===== Supplied text =====
Isbert was one of the greatest of a great generation of repertory actors and the scion of one of Spain's most celebrated thespian dynasties. She was never a star but her comic presence in more than 250 films over more than 70 years made her instantly recognisable.

She was born in 1917, the daughter of the legendary Spanish actor Pepe Isbert. She started to act in the theatre in 1937 and soon after was called upon to perform small parts in films. In the course of her career she acted under the orders of almost everyone of note within Spain's film industry.

Juan de Orduña gave her her first film role in 1943's La vida empieza a medianoche. Throughout the 1940s and 1950s she was a stalwart in films by directors including Edgar Neville, Jerónimo Mihura and Luis García Berlanga. Marco Ferreri cast her alongside her father in El cochecito (1960), a film that resulted in the revocation of Italian Ferreri's work permit by the dictatorship. The following year Isbert played one of the beggars in Luis Buñuel's notorious masterpiece Viridiana, a film that infuriated both the Franco regime and the Vatican. Isbert told me that such was the scandal, that she had never actually seen the film.
===== Listed records =====
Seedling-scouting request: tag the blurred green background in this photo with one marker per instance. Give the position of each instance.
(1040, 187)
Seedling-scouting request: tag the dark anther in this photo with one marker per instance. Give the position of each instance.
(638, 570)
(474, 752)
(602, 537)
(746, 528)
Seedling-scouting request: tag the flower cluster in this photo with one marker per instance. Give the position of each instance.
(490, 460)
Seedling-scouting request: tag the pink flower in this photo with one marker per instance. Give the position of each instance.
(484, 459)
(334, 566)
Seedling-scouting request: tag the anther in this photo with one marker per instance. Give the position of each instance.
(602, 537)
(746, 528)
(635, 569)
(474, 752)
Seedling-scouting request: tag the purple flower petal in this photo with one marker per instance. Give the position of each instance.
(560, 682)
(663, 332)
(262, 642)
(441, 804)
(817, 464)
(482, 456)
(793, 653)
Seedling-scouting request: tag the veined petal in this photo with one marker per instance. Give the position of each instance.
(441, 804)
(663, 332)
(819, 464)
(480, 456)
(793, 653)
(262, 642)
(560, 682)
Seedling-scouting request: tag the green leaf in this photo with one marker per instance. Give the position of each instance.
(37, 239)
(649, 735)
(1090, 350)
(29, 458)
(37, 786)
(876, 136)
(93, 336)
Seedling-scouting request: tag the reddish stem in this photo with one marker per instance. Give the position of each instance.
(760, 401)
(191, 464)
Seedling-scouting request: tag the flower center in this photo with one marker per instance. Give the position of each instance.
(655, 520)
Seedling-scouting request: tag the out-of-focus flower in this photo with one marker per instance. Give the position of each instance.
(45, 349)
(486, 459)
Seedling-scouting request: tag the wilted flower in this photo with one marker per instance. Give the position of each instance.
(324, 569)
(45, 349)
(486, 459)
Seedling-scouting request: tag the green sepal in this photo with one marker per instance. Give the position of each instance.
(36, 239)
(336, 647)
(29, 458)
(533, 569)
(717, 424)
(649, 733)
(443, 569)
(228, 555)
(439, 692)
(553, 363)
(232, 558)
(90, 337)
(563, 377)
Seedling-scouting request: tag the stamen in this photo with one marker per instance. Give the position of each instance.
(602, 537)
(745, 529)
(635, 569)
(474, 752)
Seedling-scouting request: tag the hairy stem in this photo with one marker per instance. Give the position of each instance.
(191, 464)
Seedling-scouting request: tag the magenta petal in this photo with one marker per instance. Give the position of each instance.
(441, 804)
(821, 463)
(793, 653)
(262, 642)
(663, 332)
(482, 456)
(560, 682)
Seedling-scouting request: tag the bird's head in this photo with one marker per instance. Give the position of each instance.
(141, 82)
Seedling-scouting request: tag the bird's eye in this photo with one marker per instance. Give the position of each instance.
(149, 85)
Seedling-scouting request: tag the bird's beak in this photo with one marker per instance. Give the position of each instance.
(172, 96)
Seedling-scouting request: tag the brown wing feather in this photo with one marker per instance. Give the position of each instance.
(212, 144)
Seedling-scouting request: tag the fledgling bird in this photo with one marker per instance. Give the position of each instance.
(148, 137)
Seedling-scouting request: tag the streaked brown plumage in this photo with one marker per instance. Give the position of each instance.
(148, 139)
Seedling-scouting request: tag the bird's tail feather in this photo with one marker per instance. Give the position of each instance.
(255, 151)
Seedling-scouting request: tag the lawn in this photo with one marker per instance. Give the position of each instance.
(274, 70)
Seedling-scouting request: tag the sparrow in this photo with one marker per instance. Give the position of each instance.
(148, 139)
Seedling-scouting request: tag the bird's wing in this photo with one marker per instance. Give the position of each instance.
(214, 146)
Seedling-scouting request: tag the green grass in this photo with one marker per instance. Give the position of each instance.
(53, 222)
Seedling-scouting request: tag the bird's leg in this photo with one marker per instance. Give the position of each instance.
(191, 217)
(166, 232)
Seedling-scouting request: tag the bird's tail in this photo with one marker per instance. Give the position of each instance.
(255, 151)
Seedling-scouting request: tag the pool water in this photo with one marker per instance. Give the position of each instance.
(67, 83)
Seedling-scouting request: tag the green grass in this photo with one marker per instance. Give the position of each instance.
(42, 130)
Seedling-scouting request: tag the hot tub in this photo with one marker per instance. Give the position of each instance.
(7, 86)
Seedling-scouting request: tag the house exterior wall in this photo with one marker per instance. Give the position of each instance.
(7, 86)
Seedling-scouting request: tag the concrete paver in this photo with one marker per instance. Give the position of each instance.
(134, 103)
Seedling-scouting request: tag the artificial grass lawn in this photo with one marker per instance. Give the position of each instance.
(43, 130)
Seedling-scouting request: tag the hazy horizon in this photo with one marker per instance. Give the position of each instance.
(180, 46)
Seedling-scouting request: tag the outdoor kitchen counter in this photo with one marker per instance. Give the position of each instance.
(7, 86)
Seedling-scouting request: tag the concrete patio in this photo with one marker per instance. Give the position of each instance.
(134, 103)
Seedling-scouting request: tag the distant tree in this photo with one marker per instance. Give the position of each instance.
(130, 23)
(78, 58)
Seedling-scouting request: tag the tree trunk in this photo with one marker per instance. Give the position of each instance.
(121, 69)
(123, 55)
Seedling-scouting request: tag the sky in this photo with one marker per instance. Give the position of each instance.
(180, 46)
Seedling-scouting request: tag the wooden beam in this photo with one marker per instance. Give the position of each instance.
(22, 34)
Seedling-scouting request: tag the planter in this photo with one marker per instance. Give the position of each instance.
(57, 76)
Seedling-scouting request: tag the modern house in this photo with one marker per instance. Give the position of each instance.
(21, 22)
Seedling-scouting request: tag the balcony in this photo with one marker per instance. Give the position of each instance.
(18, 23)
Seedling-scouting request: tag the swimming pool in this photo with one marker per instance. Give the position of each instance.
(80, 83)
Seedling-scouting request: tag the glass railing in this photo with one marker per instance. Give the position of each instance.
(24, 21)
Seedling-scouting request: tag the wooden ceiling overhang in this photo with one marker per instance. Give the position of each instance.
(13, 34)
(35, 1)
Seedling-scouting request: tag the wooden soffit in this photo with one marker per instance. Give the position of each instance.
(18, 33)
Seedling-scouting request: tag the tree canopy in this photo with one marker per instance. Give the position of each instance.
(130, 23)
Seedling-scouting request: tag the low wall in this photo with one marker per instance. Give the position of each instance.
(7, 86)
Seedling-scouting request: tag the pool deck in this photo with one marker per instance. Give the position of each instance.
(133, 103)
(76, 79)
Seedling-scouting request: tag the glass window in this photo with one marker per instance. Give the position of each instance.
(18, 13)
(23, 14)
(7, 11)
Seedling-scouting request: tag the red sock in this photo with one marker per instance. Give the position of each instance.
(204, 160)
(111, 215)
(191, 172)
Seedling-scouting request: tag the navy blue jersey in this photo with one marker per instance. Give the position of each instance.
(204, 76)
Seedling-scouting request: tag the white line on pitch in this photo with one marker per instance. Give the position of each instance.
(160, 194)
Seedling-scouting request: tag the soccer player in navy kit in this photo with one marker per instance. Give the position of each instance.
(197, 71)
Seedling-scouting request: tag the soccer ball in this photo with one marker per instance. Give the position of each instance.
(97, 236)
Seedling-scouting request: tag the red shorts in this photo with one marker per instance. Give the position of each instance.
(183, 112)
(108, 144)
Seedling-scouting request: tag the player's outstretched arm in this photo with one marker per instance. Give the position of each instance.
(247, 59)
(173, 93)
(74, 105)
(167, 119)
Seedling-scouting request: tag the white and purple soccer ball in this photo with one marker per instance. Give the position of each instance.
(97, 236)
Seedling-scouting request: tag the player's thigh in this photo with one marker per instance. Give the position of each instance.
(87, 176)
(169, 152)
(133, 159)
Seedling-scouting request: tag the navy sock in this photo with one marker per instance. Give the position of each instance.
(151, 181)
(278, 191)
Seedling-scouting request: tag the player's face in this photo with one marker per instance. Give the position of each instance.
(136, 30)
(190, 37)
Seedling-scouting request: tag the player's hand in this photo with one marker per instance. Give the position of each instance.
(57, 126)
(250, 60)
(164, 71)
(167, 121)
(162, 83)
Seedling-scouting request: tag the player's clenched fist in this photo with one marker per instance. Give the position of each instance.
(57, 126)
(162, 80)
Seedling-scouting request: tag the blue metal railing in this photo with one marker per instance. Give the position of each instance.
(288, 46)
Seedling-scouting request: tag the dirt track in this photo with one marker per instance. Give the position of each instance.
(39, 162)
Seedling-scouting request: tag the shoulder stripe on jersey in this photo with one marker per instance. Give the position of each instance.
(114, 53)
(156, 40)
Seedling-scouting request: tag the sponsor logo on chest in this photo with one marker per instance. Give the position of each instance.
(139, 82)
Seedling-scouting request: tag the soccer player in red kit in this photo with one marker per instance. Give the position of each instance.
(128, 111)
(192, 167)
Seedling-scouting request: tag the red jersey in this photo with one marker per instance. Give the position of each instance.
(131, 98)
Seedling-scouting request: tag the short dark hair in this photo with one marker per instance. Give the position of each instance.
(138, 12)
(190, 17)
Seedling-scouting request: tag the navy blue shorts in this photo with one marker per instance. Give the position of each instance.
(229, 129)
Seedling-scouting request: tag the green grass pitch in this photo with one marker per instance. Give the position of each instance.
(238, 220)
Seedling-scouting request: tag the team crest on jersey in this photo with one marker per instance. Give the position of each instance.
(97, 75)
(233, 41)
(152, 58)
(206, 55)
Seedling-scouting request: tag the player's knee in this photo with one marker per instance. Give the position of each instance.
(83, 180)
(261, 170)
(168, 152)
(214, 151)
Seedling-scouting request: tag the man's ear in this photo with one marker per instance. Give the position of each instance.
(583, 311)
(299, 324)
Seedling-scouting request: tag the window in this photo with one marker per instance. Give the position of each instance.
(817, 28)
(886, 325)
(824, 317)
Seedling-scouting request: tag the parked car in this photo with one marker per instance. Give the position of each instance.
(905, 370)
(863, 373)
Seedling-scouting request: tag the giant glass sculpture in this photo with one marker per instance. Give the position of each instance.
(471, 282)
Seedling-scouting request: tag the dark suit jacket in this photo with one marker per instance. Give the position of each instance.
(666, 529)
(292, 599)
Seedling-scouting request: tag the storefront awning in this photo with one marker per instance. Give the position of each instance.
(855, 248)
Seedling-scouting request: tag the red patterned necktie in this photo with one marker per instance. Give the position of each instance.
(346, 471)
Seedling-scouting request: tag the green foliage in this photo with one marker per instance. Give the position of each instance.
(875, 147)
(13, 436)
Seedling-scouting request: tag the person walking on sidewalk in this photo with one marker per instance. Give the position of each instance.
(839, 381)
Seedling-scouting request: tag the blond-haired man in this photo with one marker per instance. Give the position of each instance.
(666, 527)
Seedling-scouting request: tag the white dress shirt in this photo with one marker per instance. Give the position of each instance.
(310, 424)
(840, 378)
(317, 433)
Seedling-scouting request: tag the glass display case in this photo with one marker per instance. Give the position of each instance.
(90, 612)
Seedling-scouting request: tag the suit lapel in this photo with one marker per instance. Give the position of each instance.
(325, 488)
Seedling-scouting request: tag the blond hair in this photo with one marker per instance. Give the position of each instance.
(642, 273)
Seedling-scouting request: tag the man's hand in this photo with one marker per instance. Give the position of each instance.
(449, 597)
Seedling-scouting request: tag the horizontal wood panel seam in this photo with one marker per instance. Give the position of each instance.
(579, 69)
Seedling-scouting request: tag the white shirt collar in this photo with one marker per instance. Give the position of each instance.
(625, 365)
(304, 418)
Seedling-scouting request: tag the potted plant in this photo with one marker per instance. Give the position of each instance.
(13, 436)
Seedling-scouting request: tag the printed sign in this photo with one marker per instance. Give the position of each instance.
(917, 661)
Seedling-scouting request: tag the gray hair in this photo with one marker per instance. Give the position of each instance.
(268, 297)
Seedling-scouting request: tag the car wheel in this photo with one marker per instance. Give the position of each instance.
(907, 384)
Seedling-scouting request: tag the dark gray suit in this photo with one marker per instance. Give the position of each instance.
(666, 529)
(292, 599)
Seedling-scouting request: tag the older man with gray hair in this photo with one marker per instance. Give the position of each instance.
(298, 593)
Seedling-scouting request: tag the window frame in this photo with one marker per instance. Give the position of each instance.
=====
*Goal of the exercise*
Can you continue the profile of the actress Isbert, picking up right after its last sentence about never having seen Viridiana?

*Exercise output*
She studied at a German school in Madrid and was fluent in several languages, becoming an actress against the wishes of her father, who harboured hopes that she would become a state functionary with a job for life. As it was, she was rarely out of work, except by choice. Age made little impact on her opportunities and she continued to appear on stage and screen well into this century. Although she could never be considered a versatile or dramatic actress, her distinctive voice and singular facial attributes lent themselves to a variety of comic roles that saw her cast in radically differing kinds of films.

While she played minor roles in a string of popular comedies of the 1960s and 1970s she also had a part in the future experimentalist Ivá* Zulueta's first film, Un, dos, tres, al escondite ingles (1969), a Spanish variant on the Beatles' film Help! In the 1990s she worked with the directorial partnership "La Cuadrilla" on Atilano, presidente (1998) and one of her last roles was in – in an echo of her comment to me – La mujer más fea del mundo (The Ugliest Woman in the World, 1999). She last acted on stage in 2003, retired from films in 2005 and made her last TV appearance in 2006. In 2008, in an emotional ceremony she was awarded honorary membership of the Spanish Academy of Cinematic Arts.

Mother to seven sons, two of whom (Carlos and Tony) became actors in their own right, she was widowed early and took nearly 20 years off work to devote to her family. She was familiar with life's hardships yet in company made light of them. Her wry but dark comedy was emblematic of the times she had lived through, and the particularly Spanish brand of the theatre of the absurd associated with those times.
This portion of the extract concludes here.